DIRECTIVE. Count the lines in the records below that contain the word "water", and give only that number.

DATA.
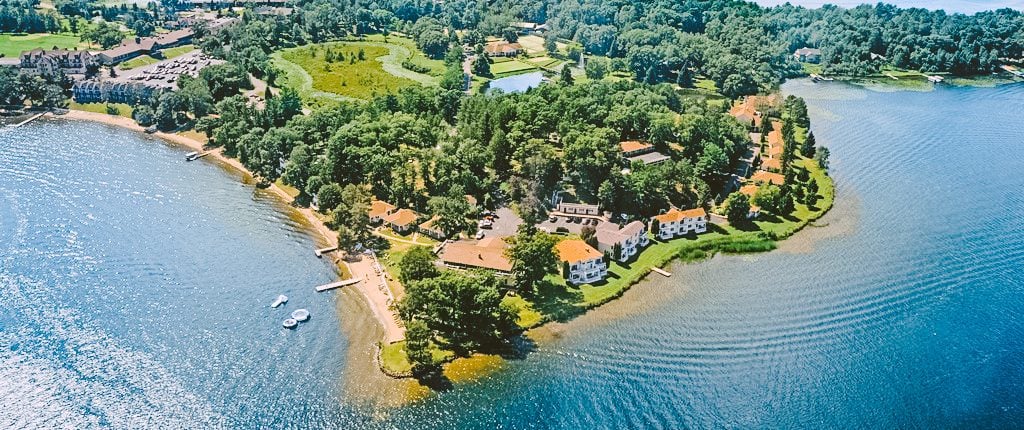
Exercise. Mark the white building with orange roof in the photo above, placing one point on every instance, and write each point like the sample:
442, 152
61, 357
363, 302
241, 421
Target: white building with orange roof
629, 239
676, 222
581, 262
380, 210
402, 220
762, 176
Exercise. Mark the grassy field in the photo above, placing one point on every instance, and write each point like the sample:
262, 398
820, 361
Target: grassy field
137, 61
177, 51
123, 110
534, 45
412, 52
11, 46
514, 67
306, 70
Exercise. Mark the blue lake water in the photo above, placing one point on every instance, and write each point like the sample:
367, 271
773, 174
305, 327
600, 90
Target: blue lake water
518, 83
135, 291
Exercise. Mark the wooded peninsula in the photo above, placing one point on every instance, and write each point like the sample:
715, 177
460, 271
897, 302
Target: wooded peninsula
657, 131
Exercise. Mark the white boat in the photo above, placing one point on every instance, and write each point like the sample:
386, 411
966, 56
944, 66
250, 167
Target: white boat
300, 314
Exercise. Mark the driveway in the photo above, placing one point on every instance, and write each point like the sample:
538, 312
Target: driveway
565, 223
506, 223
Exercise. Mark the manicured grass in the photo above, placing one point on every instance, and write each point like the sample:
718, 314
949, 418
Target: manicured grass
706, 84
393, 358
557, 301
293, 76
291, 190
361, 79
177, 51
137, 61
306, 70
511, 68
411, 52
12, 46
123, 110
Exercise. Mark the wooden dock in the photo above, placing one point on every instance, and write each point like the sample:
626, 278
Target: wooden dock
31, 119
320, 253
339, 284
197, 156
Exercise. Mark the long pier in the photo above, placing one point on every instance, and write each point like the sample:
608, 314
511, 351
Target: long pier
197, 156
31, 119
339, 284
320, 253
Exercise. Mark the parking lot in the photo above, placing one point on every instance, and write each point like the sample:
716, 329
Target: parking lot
--
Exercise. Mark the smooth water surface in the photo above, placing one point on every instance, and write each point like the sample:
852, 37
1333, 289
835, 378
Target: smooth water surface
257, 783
--
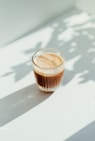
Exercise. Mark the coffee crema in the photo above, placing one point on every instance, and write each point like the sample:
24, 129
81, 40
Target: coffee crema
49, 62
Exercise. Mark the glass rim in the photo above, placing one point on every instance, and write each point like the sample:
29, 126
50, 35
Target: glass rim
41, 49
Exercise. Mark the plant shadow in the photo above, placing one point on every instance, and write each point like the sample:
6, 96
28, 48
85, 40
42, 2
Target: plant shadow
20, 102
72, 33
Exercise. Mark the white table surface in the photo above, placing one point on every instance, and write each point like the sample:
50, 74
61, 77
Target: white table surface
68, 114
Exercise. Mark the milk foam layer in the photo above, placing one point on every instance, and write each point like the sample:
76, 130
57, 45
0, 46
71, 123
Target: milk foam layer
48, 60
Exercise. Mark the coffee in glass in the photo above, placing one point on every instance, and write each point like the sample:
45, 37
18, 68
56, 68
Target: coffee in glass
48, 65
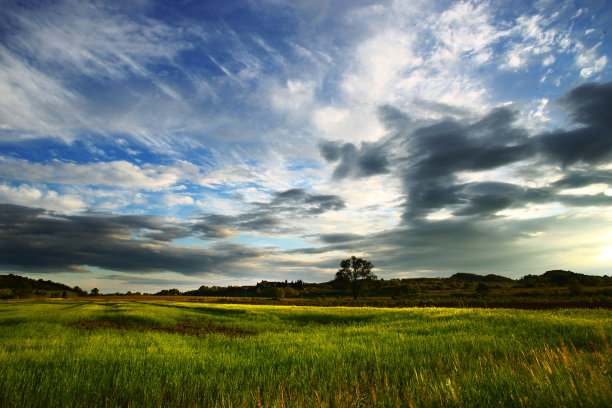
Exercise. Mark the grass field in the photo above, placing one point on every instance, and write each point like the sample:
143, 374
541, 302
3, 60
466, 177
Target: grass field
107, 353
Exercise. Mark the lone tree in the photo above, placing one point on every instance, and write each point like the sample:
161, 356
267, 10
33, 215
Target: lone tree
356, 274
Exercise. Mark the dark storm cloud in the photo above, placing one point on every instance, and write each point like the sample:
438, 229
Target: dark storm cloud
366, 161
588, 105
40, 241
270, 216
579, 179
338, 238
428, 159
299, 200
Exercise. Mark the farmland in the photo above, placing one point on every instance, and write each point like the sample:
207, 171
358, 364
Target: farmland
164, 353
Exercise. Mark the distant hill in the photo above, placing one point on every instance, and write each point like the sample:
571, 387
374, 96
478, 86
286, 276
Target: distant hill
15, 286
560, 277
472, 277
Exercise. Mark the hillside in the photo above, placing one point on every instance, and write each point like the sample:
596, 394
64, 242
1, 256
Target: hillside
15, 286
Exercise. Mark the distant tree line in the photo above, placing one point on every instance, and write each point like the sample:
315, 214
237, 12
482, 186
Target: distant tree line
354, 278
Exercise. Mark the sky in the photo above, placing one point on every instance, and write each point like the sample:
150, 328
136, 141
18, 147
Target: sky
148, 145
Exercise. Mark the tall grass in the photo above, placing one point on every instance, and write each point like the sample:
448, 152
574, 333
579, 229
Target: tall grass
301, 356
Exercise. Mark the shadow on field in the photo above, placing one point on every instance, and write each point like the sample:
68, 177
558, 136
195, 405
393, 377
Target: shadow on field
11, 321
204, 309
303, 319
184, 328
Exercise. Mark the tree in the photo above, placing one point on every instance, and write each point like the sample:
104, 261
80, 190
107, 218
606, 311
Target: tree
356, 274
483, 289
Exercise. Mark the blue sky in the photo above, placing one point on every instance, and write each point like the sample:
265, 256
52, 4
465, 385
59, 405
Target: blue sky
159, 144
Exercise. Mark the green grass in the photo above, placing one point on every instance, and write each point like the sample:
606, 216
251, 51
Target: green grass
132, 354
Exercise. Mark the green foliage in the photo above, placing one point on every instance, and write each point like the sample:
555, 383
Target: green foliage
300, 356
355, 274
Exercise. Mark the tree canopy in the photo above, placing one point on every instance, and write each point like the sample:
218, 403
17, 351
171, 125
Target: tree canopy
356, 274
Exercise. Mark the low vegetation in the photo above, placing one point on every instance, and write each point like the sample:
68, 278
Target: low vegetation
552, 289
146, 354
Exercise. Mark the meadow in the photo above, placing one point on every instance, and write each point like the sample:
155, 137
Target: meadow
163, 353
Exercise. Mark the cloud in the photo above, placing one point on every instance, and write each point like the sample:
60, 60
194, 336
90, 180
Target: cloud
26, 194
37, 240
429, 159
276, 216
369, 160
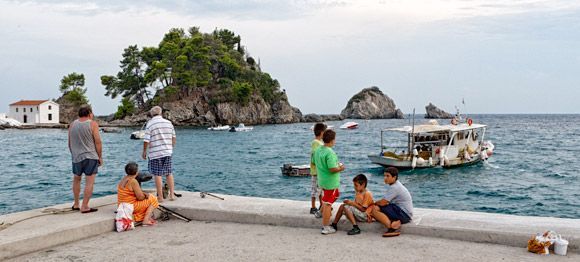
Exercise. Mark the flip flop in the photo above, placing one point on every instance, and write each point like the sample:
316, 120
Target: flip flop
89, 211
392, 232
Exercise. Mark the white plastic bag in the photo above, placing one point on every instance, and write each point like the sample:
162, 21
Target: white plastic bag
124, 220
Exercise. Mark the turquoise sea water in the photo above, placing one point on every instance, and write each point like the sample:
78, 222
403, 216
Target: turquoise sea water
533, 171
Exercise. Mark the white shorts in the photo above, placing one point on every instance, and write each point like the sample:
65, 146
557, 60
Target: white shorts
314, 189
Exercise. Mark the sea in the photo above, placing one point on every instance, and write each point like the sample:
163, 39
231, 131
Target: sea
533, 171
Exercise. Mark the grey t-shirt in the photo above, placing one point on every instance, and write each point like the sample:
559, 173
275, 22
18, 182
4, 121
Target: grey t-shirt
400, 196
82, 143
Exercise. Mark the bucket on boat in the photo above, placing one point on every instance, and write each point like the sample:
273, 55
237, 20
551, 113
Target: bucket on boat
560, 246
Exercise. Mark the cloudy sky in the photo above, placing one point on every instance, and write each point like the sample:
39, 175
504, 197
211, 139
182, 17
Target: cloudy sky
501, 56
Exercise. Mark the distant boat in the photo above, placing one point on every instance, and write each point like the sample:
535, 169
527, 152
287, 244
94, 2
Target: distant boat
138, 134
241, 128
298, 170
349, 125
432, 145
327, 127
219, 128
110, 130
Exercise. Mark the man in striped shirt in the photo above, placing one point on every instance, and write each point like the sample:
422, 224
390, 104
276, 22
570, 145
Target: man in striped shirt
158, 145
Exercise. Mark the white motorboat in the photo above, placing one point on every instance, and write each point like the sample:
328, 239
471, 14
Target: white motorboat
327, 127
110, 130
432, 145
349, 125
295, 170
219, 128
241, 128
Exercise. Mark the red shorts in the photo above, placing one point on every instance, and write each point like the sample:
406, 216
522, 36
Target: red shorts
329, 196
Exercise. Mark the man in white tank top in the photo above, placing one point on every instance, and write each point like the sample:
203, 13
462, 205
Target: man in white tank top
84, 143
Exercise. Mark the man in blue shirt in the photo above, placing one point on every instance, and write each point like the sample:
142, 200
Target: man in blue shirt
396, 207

ANSWER TO THE EXERCISE. 6